State how many lines of the data below contain the word "photograph", with letter case taken into account. Give only the number.
------------------------------------
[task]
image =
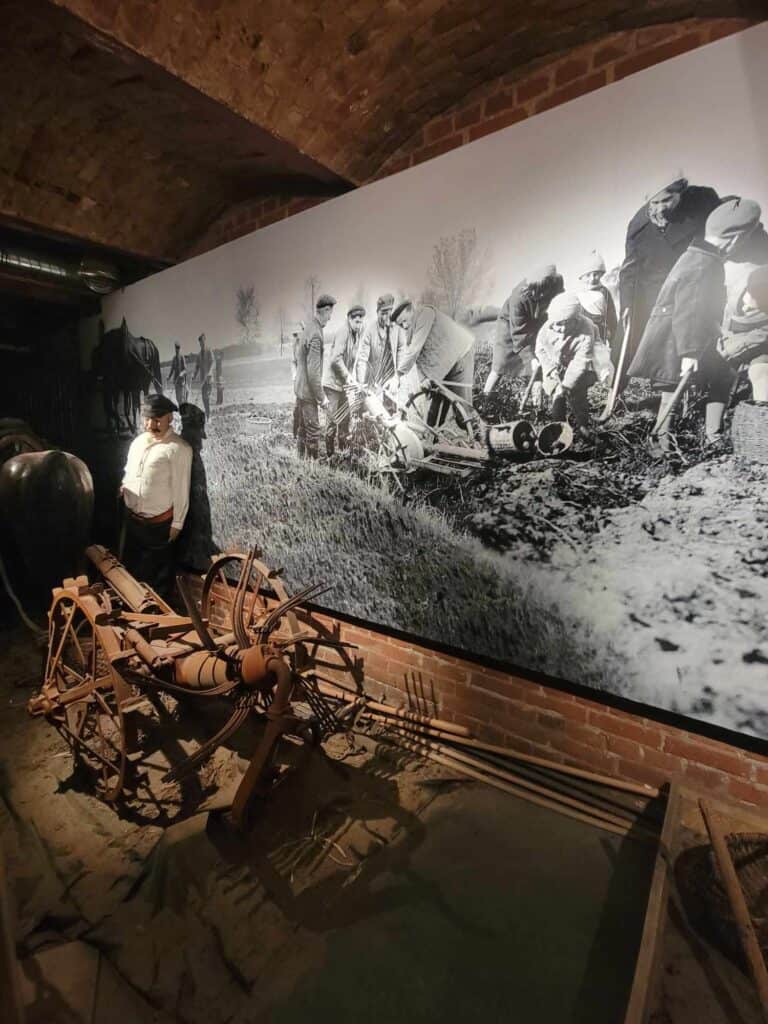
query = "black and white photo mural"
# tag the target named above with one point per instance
(515, 399)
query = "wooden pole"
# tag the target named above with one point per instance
(616, 783)
(737, 902)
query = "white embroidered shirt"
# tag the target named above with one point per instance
(157, 476)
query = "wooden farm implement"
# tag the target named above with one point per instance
(455, 442)
(116, 647)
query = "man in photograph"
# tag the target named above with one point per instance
(440, 349)
(339, 380)
(308, 382)
(564, 351)
(672, 218)
(204, 371)
(596, 300)
(518, 323)
(377, 356)
(685, 325)
(156, 494)
(177, 375)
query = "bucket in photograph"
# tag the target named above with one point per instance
(516, 437)
(555, 438)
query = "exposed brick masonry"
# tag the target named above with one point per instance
(513, 97)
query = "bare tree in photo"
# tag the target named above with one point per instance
(460, 269)
(311, 294)
(248, 314)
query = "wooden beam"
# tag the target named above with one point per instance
(651, 942)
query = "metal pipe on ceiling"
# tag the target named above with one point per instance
(93, 274)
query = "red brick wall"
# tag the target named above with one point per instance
(499, 706)
(520, 94)
(531, 718)
(507, 709)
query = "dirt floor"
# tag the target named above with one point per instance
(373, 887)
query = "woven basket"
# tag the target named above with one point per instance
(750, 431)
(705, 899)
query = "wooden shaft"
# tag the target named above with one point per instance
(737, 902)
(534, 378)
(580, 805)
(411, 716)
(677, 395)
(505, 752)
(514, 791)
(10, 989)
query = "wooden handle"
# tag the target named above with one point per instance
(737, 902)
(677, 395)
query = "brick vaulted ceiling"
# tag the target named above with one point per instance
(133, 124)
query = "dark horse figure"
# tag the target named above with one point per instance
(129, 367)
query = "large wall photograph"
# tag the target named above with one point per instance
(515, 399)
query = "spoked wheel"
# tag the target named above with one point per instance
(263, 591)
(462, 425)
(313, 649)
(80, 683)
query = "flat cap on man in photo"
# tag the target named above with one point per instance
(158, 404)
(407, 303)
(563, 306)
(757, 286)
(735, 216)
(594, 263)
(671, 182)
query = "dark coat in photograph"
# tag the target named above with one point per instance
(651, 253)
(520, 318)
(343, 358)
(308, 383)
(435, 344)
(686, 318)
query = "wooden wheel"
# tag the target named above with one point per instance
(263, 590)
(85, 693)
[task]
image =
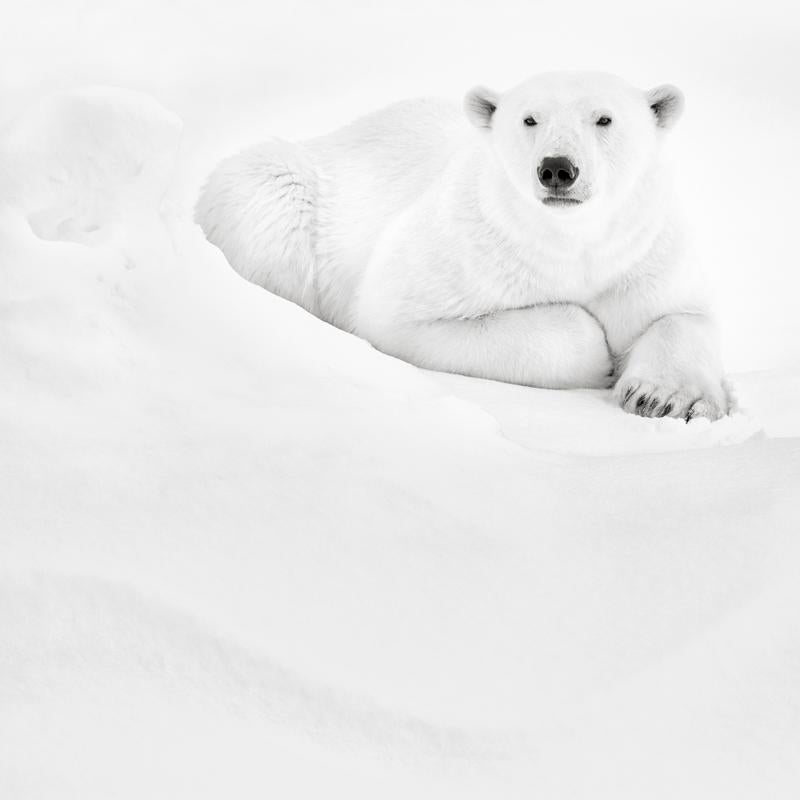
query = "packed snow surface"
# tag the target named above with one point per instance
(244, 554)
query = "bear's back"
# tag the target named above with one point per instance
(369, 172)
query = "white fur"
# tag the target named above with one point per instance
(428, 237)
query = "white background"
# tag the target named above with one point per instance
(243, 554)
(236, 71)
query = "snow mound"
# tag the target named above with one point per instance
(243, 552)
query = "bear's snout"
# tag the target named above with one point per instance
(557, 172)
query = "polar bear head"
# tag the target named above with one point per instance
(575, 140)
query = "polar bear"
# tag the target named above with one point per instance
(540, 245)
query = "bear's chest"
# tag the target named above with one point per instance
(508, 276)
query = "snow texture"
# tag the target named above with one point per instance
(246, 555)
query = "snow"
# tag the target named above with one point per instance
(244, 554)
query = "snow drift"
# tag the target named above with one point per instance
(244, 554)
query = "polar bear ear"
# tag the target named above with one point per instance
(480, 104)
(667, 103)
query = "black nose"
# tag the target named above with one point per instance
(557, 172)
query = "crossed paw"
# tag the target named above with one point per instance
(664, 399)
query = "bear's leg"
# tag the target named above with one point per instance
(556, 346)
(259, 208)
(674, 370)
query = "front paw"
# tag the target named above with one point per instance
------------------------------------
Output of the exercise
4